==== DATA RECORDS

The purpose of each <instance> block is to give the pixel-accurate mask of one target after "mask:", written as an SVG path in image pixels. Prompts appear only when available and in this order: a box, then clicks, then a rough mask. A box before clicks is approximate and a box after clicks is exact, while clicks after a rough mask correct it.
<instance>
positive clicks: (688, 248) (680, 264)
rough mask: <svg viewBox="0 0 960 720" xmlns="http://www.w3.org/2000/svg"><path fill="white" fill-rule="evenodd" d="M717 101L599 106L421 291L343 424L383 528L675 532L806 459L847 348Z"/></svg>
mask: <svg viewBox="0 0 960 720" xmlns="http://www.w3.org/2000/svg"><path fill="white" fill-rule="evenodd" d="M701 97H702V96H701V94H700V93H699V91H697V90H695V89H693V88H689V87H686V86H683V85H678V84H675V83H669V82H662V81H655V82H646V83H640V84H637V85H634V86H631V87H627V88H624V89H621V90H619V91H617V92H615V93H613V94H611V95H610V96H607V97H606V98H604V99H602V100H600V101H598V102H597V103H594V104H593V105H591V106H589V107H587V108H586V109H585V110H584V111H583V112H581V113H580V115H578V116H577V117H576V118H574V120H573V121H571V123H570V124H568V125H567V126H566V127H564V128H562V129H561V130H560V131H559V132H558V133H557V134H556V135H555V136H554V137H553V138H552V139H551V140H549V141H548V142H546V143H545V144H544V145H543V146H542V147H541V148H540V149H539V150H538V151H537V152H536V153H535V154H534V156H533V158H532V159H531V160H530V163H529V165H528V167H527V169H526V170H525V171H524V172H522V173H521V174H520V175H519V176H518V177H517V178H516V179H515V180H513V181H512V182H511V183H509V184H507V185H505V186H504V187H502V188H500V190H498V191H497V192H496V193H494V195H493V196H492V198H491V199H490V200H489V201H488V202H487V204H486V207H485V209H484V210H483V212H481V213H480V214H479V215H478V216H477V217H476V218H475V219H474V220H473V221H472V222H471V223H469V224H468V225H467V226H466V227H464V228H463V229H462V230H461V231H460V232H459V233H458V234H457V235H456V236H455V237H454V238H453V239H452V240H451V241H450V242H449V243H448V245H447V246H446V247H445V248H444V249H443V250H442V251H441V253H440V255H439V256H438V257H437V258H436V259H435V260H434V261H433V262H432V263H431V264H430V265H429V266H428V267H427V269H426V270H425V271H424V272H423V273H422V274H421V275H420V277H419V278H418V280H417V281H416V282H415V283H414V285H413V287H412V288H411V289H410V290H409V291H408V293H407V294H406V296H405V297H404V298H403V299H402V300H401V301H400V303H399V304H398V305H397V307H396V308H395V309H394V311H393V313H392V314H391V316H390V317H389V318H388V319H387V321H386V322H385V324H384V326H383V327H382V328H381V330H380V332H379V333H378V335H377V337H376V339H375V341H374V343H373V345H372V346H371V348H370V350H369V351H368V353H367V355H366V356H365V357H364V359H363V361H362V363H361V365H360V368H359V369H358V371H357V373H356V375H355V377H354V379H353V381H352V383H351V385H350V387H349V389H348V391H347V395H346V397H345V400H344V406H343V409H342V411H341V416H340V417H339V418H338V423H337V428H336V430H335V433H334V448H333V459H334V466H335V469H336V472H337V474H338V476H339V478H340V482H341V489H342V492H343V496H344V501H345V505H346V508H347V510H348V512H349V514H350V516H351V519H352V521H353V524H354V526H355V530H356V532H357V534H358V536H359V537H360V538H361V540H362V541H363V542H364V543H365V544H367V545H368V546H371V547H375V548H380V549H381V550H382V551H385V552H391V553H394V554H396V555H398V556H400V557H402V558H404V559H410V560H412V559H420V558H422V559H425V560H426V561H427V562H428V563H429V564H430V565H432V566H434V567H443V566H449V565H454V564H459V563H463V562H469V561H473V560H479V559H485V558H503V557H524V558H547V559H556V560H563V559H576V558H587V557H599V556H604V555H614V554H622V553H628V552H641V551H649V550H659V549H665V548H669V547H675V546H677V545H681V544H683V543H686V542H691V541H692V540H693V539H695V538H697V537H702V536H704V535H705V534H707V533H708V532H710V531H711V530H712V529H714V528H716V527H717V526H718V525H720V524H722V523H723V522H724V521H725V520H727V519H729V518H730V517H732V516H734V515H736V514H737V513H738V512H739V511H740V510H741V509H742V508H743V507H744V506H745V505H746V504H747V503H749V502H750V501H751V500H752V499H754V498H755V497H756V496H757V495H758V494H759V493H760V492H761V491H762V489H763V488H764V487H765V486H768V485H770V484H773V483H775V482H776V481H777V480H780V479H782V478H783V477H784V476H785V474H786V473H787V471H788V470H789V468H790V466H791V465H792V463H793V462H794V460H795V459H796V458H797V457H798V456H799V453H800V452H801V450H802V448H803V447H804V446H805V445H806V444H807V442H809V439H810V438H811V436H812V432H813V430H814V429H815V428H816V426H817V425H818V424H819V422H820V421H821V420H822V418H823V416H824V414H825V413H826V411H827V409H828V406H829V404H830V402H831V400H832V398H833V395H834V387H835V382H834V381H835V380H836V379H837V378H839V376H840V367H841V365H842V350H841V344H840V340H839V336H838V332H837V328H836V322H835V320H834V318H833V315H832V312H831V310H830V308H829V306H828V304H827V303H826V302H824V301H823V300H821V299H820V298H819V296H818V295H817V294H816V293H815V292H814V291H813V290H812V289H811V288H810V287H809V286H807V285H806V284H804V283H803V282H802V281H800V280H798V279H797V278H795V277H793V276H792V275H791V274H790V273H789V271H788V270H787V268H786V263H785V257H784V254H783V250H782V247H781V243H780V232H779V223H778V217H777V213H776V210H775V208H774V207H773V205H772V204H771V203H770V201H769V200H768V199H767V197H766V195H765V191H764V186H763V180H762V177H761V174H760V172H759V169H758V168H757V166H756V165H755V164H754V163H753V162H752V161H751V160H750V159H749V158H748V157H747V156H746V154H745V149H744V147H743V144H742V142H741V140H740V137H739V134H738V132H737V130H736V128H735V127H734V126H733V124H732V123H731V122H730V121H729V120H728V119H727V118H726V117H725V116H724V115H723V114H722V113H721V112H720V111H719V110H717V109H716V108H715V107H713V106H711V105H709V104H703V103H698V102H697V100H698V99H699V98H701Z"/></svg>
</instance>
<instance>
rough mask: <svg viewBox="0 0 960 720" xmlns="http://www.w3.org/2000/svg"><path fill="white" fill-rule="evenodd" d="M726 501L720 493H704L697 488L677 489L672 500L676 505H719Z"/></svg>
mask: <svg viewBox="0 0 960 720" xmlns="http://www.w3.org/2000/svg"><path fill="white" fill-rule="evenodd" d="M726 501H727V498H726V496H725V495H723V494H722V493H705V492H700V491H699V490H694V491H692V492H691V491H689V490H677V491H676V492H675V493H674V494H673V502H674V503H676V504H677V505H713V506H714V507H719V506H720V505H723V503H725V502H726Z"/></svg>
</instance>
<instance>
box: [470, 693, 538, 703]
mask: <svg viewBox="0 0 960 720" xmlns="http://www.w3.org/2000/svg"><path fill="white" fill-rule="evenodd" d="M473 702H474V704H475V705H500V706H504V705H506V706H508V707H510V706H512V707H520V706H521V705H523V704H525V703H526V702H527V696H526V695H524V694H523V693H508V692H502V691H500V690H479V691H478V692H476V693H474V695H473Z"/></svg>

========

• [ABOUT THIS TASK] Everything from the first line of the listing above through the line holding "positive clicks: (688, 248) (680, 264)" must be retyped exactly; nothing else belongs in the reply.

• [PROBLEM SOLUTION]
The purpose of each <instance> block is to give the pixel-accurate mask of one target after "mask:", written as an SVG path in image pixels. Prompts appear only when available and in this order: a box, then clicks, then a rough mask. A box before clicks is approximate and a box after clicks is exact, while clicks after a rough mask correct it.
<instance>
positive clicks: (688, 248) (680, 264)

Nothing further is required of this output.